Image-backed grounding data
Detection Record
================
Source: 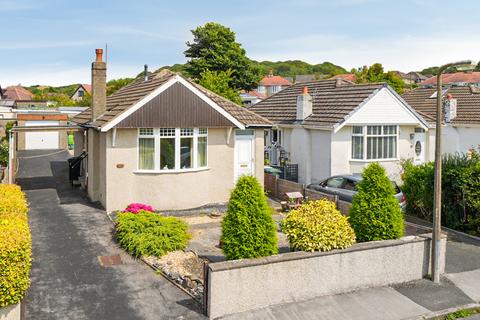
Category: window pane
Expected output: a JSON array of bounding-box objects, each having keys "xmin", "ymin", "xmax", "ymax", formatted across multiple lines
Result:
[
  {"xmin": 198, "ymin": 136, "xmax": 207, "ymax": 167},
  {"xmin": 181, "ymin": 128, "xmax": 194, "ymax": 136},
  {"xmin": 180, "ymin": 137, "xmax": 193, "ymax": 169},
  {"xmin": 160, "ymin": 138, "xmax": 175, "ymax": 170},
  {"xmin": 390, "ymin": 136, "xmax": 397, "ymax": 158},
  {"xmin": 159, "ymin": 128, "xmax": 175, "ymax": 136},
  {"xmin": 352, "ymin": 126, "xmax": 363, "ymax": 134},
  {"xmin": 367, "ymin": 125, "xmax": 381, "ymax": 135},
  {"xmin": 139, "ymin": 128, "xmax": 154, "ymax": 136},
  {"xmin": 139, "ymin": 138, "xmax": 155, "ymax": 170},
  {"xmin": 351, "ymin": 136, "xmax": 363, "ymax": 159},
  {"xmin": 199, "ymin": 128, "xmax": 208, "ymax": 135}
]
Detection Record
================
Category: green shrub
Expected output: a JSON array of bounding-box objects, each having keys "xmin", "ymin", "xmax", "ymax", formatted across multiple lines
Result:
[
  {"xmin": 221, "ymin": 176, "xmax": 278, "ymax": 260},
  {"xmin": 0, "ymin": 184, "xmax": 29, "ymax": 220},
  {"xmin": 282, "ymin": 199, "xmax": 356, "ymax": 252},
  {"xmin": 0, "ymin": 184, "xmax": 31, "ymax": 307},
  {"xmin": 349, "ymin": 163, "xmax": 404, "ymax": 242},
  {"xmin": 0, "ymin": 140, "xmax": 8, "ymax": 167},
  {"xmin": 401, "ymin": 153, "xmax": 480, "ymax": 235},
  {"xmin": 115, "ymin": 210, "xmax": 190, "ymax": 257}
]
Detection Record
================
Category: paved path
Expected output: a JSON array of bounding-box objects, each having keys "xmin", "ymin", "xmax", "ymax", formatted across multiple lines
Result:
[{"xmin": 17, "ymin": 150, "xmax": 204, "ymax": 320}]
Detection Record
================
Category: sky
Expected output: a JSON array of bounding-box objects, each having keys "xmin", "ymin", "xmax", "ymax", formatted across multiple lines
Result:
[{"xmin": 1, "ymin": 0, "xmax": 480, "ymax": 86}]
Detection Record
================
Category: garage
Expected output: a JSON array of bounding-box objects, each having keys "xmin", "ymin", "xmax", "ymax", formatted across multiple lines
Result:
[{"xmin": 24, "ymin": 121, "xmax": 60, "ymax": 150}]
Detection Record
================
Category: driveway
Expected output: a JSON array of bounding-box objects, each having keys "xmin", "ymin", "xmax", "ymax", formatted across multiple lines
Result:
[{"xmin": 16, "ymin": 150, "xmax": 204, "ymax": 320}]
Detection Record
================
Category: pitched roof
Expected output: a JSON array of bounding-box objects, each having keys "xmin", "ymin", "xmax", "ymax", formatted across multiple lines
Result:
[
  {"xmin": 80, "ymin": 84, "xmax": 92, "ymax": 94},
  {"xmin": 421, "ymin": 72, "xmax": 480, "ymax": 86},
  {"xmin": 72, "ymin": 70, "xmax": 271, "ymax": 128},
  {"xmin": 3, "ymin": 86, "xmax": 33, "ymax": 101},
  {"xmin": 259, "ymin": 75, "xmax": 292, "ymax": 86},
  {"xmin": 330, "ymin": 73, "xmax": 356, "ymax": 82},
  {"xmin": 248, "ymin": 79, "xmax": 385, "ymax": 127},
  {"xmin": 402, "ymin": 85, "xmax": 480, "ymax": 125}
]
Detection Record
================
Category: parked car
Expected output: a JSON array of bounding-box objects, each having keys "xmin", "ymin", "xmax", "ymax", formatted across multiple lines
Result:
[{"xmin": 307, "ymin": 174, "xmax": 406, "ymax": 211}]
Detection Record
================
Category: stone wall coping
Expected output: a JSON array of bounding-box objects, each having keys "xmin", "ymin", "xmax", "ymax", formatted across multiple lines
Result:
[{"xmin": 208, "ymin": 233, "xmax": 444, "ymax": 272}]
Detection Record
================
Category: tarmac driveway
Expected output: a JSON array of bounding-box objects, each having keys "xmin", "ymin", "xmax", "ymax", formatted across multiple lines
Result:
[{"xmin": 16, "ymin": 150, "xmax": 204, "ymax": 320}]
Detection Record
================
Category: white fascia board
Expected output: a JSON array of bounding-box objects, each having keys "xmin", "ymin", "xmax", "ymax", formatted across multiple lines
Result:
[
  {"xmin": 101, "ymin": 76, "xmax": 178, "ymax": 132},
  {"xmin": 333, "ymin": 86, "xmax": 429, "ymax": 133},
  {"xmin": 176, "ymin": 77, "xmax": 245, "ymax": 130},
  {"xmin": 101, "ymin": 75, "xmax": 245, "ymax": 132}
]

§ **Exercise directions**
How many lines in these entries hold the string "driveway"? Answer with the number alone.

§ **Response area**
2